[Dataset items]
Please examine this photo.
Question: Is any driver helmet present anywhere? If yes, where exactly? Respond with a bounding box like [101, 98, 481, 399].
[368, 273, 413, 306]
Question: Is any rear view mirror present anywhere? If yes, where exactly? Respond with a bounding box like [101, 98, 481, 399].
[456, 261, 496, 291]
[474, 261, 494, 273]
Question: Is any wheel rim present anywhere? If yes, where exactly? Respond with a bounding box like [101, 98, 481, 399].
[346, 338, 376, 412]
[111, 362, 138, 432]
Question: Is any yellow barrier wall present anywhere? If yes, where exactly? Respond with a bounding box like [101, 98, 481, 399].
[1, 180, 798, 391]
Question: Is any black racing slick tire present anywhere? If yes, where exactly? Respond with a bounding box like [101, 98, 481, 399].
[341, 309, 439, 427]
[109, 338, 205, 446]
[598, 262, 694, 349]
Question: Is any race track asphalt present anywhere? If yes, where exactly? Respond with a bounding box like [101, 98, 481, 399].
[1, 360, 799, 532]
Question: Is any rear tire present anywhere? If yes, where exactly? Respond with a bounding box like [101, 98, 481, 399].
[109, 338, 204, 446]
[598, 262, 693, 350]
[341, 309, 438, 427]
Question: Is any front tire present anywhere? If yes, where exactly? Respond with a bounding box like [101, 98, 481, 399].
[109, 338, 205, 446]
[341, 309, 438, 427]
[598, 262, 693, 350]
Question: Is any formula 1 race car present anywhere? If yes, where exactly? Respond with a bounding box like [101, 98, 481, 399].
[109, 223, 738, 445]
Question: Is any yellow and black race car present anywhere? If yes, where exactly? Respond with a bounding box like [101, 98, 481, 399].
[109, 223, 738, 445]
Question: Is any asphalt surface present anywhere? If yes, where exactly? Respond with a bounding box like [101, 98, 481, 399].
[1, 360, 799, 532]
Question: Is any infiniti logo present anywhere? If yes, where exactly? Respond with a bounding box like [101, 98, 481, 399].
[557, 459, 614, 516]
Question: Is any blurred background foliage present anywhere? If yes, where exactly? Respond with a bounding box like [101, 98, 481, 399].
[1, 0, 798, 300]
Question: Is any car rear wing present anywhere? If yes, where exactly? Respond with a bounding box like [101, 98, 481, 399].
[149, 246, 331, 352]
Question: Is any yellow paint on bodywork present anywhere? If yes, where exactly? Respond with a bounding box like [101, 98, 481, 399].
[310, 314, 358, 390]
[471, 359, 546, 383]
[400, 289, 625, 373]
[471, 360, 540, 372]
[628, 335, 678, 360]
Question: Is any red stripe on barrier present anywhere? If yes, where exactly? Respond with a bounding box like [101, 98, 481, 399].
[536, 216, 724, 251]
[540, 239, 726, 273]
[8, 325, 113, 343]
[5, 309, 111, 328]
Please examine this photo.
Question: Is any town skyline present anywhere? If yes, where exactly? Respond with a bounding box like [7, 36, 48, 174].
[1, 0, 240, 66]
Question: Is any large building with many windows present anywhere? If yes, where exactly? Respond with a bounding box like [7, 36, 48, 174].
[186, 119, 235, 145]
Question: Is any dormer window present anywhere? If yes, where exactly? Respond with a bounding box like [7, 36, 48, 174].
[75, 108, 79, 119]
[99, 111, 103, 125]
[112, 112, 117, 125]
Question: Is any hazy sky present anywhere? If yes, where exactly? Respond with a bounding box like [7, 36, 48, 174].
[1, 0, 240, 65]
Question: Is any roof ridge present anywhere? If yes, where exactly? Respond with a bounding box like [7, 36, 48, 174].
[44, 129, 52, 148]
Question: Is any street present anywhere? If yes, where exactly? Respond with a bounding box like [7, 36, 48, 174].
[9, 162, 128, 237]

* **EXERCISE DETAILS**: Give again each line shown above, keeping every word as it is.

* **RESULT FOR THIS TASK**:
Please examine this photo.
Question: Is any driver helmet present anywhere? If yes, where exactly? Respond with a bounding box like [101, 98, 481, 399].
[368, 273, 413, 306]
Question: Is any rear view mirror present anywhere? If yes, where exactly? Respond with a bounding box like [101, 98, 481, 399].
[456, 261, 496, 291]
[474, 261, 494, 273]
Question: Is any wheel rim present anywhere? If yes, where exactly? Respond with a bounding box like [101, 98, 481, 399].
[346, 338, 376, 412]
[111, 362, 138, 432]
Question: Is any yellow barrier wall present anywhere? If yes, where exactly? Respond with a bounding box like [101, 98, 481, 399].
[1, 180, 798, 391]
Question: Is any black racing slick tire present anywhere? If yes, where exactly? Respond with a bounding box like [101, 98, 481, 399].
[341, 309, 439, 427]
[109, 338, 205, 446]
[598, 262, 694, 349]
Question: Is any race track asphalt present anywhere? If yes, where exactly? Respond with a bounding box like [101, 98, 481, 399].
[1, 360, 799, 532]
Question: Is any rear tire present anywhere? If yes, where exactly? Respond with a bounding box like [101, 98, 481, 399].
[109, 338, 204, 446]
[598, 262, 693, 350]
[341, 309, 438, 427]
Question: Is any front tire present anywhere? If yes, where exactly? Respond with a bounding box like [101, 98, 481, 399].
[109, 338, 205, 446]
[341, 309, 438, 427]
[598, 262, 693, 350]
Question: Is any formula 1 race car present anywhere? If yes, where exactly? Respond with a bounding box like [101, 98, 481, 399].
[109, 223, 738, 445]
Question: Is any yellow and black race car present anywhere? If yes, where exactly? Respond with a bounding box like [101, 98, 481, 399].
[109, 223, 738, 445]
Question: Is any asphalt surface present anywhere? If yes, where exactly? Respond with a bounding box like [101, 98, 481, 399].
[1, 360, 799, 532]
Question: Is any infiniti logo present anywhere? If yes, where exactly? Respond with a bounding box like [101, 98, 481, 399].
[557, 459, 614, 516]
Question: Is any blurred background foliage present anywhere? If yes, where exactly? Respond with a bounding box like [101, 98, 481, 399].
[1, 0, 798, 300]
Question: Is any car rear wing present anywhere? If yes, where exactly? Respond with a bounding box like [101, 98, 481, 399].
[149, 246, 331, 352]
Question: Is any yellow paint on bodywork present anywhere? If yes, where exactly? Respond with a bounding box like [101, 98, 481, 399].
[310, 314, 358, 390]
[471, 359, 546, 383]
[400, 289, 625, 373]
[471, 360, 540, 372]
[628, 335, 678, 360]
Question: Is any red stripe on barrier present anywhere? If yes, where exactly? Respond with a bounding box like [101, 98, 481, 399].
[536, 216, 724, 251]
[540, 239, 726, 273]
[8, 325, 113, 343]
[5, 309, 111, 328]
Please examine this photo.
Question: Is any town skyline present anywhere? If yes, where exactly? Respond with a bounding box like [7, 36, 48, 174].
[1, 0, 240, 66]
Question: Is any large building with many windows present anywhere? If yes, where exactly? Respond with a bounding box like [7, 36, 48, 174].
[186, 119, 235, 145]
Question: Is any dormer window present anywhere? If yes, where exactly? Respond with a bounding box like [7, 36, 48, 174].
[75, 108, 79, 119]
[99, 111, 103, 125]
[112, 112, 117, 125]
Question: Is any hazy sky present anywhere? If yes, where exactly? Respond with a bounding box like [7, 36, 48, 174].
[1, 0, 240, 65]
Question: Is any roof ridge present anywhere? If yes, where exactly? Respond with a bounding box like [7, 36, 48, 174].
[44, 129, 52, 148]
Question: Is any street present anywhere? If yes, where exactly? Respond with a bounding box like [7, 36, 48, 174].
[9, 162, 128, 237]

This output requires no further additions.